> [TEXTO PROPORCIONADO]:
/---
Hace unas semanas se concedió el premio Pulitzer a una fotografía tomada instantes después de una matanza de chiítas en Kabul ocurrida el pasado mes de diciembre. La fotografía ha generado el enésimo debate sobre si resulta o no ético publicar en los medios “imágenes violentas”.
En la fotografía -que pueder verse en el vídeo al final de este texto y en la página de los premios junto con una breve biografía del autor-, aparece una niña gritando rodeada por los cadáveres que ha dejado la explosión de una bomba accionada por un atacante suicida. El ataque, que causó a menos 55 muertos y heridas de diversa gravedad a 150 personas, tenía garantizado cobrarse muchas vícitimas: la multitud se había congregado para celebrar la Ashura, una festividad mayor de los chiítas en la que conmemoran el asesinato del nieto de Mahoma, legítimo heredero -según los chiítas- del profeta.
En el diario El País se publicó un reportaje recogiendo las opiniones de tres de los fotoperiodistas españoles más destacados -Enrique Meneses, Gervasio Sánchez y Javier Bauluz- sobre la polémica que levantó la fotografía: ¿hasta qué punto es lícito mostrar la violencia de una guerra en toda su crudeza?, ¿es tolerable que los medios censuren ciertas imágenes?, ¿se imponen muchos fotógrados la autocensura a la hora de seleccionar las imágenes sabedores de que ciertas fotografías nunca serán publicadas?, ¿cuándo una foto -demasiado explícita a la hora de mostrar escenas sangrientas- traspasa la línea informativa y se adentra en el terreno del espéctaculo morboso?
El debate -abordado seriamente- es complejo. Cada cual debería debatir consigo mismo al respecto, ya que todos somos, en distinta medida, espectadores-consumidores de imágenes que documentan realidades violentas. Y no sólo espectadores: se supone que la guerra de Afganistán se comenzó para hacer del “mundo un lugar más seguro”. Al menos para hacer de nuestro mundo occidental un lugar más seguro. O eso nos dijeron. Así que gran parte de todo lo que está ocurriendo en Afganistán nos concierne. En otras palabras: la línea que puede llegar a separar a un espectador pasivo de un cómplice es en ciertos casos tan sutil como puede serlo la línea, antes mencionada, entre información y morbo.
\---
Retoma el texto de arriba sobre la fotografía premiada con el Pulitzer y continúalo a partir de su última oración.

> [MUESTRAS DE DATOS]:
/---
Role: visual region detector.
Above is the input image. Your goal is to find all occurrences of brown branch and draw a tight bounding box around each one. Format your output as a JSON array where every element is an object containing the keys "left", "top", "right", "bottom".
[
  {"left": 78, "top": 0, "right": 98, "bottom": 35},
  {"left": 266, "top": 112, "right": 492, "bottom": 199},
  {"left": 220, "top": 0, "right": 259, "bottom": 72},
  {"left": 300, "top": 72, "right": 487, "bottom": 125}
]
\---
> [EJERCICIO RESUELTO]:
La fotografía, Cartier-Bresson dixit, puede reducirse a tres elementos esenciales: luz, composición y corazón. Actualizando la frase de Bresson se podría decir que, a día de hoy, la fotografía depende de la luz, la composoción, el corazón y, en ¿demasiadas? ocasiones, el photoshop. Cada una de estas variables, si el fotógrafo así lo decide, puede generar graves distorsiones a la hora de reflejar la realidad. No se ha constatado que el fotógrafo afgano que tomó la fotografía premiada con el Pulitzer haya distorsionado ninguno de esos elementos para aumentar el dramatismo ni la “violencia” de la fotografía: los muertos eran reales, la sangre era real, el grito de la niña -que terminaba de perder a varios familiares- fue real.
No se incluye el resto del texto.